──────── Recorded information ────────

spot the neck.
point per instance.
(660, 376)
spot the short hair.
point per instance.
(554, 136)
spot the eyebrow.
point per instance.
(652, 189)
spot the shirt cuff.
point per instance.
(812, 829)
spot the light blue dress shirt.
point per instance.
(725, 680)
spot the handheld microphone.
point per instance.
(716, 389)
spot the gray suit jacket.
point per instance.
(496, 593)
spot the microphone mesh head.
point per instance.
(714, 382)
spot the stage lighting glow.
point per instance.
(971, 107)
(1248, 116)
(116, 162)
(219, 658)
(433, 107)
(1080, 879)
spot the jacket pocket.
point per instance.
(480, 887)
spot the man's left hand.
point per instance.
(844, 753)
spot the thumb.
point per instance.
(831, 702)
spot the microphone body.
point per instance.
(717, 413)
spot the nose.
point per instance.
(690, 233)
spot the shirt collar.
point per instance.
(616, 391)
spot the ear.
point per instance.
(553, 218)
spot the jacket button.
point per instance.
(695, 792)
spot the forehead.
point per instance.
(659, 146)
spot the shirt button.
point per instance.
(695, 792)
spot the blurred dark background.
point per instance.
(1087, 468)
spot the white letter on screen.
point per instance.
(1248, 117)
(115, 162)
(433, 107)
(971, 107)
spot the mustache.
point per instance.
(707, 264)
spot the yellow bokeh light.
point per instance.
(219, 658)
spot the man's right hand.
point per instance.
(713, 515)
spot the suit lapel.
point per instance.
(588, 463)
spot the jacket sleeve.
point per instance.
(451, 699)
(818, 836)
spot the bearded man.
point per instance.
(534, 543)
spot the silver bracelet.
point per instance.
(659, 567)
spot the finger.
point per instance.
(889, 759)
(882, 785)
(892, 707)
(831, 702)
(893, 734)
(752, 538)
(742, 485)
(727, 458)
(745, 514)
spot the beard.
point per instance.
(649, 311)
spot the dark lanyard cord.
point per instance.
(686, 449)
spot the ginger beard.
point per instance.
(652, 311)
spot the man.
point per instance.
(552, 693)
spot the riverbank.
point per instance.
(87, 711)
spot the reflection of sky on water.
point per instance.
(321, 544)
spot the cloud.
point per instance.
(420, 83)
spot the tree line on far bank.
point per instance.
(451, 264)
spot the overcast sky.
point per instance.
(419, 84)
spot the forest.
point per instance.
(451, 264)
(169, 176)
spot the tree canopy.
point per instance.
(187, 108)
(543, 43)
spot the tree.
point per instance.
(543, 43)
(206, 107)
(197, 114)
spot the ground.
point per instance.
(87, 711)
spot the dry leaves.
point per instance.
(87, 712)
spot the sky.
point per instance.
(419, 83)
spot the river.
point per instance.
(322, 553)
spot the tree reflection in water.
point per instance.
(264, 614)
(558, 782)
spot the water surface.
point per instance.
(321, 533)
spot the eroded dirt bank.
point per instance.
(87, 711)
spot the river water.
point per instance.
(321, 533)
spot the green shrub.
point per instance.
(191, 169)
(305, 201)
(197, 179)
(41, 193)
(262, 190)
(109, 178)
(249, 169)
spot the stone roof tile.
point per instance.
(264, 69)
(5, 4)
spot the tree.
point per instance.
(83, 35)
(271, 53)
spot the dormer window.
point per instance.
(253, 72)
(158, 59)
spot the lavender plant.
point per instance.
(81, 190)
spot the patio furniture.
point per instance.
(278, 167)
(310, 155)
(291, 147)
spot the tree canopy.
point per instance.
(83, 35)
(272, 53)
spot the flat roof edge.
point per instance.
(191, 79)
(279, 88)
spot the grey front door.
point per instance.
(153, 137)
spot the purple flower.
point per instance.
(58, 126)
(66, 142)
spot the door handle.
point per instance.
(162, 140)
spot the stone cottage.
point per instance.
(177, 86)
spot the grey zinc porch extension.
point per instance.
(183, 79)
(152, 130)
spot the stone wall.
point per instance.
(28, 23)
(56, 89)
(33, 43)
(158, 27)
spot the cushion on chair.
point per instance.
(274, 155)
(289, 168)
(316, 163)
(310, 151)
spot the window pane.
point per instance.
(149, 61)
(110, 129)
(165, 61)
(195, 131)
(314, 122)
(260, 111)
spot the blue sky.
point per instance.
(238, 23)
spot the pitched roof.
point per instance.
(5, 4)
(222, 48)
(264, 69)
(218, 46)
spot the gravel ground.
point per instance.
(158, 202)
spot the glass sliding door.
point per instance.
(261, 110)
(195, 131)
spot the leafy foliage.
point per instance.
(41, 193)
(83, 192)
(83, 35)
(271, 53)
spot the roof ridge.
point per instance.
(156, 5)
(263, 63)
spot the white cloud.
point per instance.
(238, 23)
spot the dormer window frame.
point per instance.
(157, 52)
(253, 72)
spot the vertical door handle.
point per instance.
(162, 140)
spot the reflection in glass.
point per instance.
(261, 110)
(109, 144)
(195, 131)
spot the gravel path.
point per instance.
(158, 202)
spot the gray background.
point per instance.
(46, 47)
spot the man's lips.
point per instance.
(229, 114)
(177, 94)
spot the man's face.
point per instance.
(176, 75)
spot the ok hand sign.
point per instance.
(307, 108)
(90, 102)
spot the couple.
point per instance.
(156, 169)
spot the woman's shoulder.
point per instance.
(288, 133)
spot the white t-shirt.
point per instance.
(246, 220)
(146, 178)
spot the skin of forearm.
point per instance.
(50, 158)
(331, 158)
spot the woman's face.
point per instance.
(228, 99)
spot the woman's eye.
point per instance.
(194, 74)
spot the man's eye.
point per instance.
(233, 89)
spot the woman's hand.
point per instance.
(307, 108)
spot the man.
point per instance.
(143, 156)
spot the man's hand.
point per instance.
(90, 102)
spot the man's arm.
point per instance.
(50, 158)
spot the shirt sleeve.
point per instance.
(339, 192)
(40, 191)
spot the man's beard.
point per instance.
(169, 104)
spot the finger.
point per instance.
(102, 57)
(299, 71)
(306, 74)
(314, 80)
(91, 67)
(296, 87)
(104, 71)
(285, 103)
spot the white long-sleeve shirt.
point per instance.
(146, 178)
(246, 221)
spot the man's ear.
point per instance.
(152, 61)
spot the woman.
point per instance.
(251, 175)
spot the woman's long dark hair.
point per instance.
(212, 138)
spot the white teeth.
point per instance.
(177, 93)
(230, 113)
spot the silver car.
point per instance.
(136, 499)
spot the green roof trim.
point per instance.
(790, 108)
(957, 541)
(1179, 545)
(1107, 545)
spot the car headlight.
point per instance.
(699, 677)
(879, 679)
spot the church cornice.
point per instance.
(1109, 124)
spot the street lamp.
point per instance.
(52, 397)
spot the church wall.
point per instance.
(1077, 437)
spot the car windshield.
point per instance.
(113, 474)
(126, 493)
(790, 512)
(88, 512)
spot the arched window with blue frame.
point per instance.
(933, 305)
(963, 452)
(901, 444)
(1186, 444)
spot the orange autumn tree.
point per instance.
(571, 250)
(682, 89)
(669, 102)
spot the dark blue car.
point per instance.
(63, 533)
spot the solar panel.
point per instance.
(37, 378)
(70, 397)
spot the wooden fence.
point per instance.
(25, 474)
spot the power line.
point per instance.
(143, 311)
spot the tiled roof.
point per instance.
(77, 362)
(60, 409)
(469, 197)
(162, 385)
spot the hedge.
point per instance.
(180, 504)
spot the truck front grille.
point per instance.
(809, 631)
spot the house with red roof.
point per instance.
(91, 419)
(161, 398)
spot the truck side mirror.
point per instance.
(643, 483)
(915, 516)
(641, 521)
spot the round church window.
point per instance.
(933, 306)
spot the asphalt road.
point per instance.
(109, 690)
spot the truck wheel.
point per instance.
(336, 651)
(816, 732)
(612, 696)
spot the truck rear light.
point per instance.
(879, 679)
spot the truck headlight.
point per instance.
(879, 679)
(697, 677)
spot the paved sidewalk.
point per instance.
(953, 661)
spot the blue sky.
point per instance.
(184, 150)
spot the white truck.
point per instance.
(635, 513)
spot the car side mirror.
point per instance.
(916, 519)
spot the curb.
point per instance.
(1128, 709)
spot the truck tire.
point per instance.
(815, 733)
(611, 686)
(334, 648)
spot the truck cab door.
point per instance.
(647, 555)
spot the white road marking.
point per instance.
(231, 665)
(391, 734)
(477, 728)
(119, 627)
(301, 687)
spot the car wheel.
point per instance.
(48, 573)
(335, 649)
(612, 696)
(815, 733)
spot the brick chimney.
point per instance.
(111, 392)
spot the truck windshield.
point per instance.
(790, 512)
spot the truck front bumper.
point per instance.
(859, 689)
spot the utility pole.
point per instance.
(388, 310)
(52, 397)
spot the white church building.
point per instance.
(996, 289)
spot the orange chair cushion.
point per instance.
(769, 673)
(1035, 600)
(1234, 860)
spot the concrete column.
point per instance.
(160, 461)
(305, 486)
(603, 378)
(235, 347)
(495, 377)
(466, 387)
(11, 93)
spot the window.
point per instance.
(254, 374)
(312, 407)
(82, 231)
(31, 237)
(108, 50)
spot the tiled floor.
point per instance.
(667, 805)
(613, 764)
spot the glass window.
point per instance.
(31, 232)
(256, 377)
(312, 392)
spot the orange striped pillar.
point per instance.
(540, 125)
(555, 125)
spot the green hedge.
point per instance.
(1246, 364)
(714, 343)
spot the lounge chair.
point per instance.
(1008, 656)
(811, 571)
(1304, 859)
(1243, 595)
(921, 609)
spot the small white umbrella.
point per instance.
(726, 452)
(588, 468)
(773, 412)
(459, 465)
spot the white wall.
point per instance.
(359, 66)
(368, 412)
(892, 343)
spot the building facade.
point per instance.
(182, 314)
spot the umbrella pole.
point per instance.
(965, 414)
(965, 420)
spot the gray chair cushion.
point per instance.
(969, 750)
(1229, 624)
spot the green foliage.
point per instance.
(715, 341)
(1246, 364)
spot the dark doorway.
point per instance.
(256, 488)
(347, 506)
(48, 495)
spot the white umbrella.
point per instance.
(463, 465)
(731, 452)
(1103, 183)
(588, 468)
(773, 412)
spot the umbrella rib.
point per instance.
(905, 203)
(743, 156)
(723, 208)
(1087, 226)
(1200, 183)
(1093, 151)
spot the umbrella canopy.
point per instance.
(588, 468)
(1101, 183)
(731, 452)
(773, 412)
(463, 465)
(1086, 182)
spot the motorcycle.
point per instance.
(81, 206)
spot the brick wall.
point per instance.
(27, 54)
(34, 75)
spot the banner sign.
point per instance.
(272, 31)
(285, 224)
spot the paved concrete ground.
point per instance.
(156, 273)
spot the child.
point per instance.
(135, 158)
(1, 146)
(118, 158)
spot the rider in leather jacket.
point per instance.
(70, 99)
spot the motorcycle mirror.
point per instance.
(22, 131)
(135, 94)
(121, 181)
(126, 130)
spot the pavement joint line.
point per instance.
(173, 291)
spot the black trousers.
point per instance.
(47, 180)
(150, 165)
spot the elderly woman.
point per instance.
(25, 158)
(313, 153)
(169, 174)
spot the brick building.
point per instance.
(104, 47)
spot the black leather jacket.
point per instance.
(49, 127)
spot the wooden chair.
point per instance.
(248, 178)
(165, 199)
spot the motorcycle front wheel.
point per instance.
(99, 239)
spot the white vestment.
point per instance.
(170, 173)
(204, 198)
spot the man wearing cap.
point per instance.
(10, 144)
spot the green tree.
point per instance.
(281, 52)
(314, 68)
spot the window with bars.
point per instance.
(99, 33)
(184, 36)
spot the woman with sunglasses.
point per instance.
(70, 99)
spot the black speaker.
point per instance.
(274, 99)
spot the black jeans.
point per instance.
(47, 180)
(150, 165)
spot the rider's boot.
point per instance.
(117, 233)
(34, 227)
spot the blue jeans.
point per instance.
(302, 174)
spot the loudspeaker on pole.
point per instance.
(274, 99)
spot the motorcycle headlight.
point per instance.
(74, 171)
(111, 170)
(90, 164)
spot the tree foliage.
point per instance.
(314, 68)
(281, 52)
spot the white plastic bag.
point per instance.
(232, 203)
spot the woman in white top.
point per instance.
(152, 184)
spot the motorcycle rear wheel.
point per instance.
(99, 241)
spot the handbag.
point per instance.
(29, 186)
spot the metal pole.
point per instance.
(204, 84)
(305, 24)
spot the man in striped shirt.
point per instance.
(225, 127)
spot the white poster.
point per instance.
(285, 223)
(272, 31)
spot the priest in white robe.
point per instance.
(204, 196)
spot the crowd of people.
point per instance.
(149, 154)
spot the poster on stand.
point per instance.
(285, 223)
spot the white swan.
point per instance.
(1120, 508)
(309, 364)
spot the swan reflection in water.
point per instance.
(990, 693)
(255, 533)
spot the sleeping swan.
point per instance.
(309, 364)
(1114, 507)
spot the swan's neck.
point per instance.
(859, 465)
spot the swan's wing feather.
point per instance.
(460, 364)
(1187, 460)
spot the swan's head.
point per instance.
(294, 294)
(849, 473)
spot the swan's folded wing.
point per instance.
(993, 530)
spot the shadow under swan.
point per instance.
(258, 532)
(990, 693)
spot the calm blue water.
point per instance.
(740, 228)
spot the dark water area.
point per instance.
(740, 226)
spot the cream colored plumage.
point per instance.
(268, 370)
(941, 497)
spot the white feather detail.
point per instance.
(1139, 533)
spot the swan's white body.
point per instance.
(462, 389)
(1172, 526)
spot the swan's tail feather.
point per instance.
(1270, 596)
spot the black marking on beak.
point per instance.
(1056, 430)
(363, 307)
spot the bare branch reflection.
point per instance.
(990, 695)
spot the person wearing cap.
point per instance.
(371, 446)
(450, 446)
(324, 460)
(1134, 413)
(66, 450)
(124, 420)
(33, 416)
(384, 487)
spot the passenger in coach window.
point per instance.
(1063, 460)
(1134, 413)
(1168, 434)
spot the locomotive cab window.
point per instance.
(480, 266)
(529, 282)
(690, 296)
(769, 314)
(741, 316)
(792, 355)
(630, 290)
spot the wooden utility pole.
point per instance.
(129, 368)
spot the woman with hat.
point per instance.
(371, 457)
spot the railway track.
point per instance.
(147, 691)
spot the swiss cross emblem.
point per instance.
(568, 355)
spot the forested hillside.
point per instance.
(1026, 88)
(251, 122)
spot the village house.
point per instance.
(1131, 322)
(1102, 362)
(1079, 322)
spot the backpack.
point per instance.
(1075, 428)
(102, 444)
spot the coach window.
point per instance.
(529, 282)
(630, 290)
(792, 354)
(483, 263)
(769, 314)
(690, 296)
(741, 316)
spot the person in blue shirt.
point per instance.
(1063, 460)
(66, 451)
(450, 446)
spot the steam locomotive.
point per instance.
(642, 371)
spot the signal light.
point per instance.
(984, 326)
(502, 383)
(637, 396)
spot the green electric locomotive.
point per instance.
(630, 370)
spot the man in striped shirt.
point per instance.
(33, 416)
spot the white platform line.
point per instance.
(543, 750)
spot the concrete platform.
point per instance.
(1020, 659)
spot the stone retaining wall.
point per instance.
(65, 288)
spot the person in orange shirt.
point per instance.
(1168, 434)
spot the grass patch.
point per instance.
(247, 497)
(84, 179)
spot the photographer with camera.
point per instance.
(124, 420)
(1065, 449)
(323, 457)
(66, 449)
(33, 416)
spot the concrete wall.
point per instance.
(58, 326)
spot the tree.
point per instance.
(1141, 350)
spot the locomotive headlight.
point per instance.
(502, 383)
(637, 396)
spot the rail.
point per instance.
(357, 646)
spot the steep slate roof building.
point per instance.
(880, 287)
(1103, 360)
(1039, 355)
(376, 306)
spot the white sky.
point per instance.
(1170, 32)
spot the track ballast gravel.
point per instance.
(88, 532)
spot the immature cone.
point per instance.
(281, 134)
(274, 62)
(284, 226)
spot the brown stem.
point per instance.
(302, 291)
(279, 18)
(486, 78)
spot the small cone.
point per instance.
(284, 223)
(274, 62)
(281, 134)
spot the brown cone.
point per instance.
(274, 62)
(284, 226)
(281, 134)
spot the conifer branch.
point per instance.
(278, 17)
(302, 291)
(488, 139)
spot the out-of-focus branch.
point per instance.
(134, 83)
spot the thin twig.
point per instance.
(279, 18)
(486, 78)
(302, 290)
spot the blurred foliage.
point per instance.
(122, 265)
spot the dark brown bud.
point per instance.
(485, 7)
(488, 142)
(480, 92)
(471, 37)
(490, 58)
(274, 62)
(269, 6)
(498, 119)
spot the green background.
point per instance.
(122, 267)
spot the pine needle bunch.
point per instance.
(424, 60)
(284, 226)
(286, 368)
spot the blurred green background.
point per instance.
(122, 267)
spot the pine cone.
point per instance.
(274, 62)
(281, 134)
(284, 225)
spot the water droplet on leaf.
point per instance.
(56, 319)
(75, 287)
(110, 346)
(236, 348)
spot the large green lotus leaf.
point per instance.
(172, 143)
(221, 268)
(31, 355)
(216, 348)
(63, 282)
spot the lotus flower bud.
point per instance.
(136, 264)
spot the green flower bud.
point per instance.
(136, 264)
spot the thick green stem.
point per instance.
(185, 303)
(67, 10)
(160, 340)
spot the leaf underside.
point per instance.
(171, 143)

────────

Instructions for the task: Convert the records, from the line containing "spot the lotus flower bud." through the last line of the records, both included, into a JSON list of strings with one string per line and blank lines omitted.

Response to the task:
[
  "spot the lotus flower bud.",
  "point per instance.",
  "(136, 264)",
  "spot the green flower bud.",
  "point per instance.",
  "(136, 264)",
  "spot the thick green stem.",
  "point per instance.",
  "(185, 303)",
  "(67, 10)",
  "(160, 340)",
  "spot the leaf underside.",
  "point per instance.",
  "(171, 143)"
]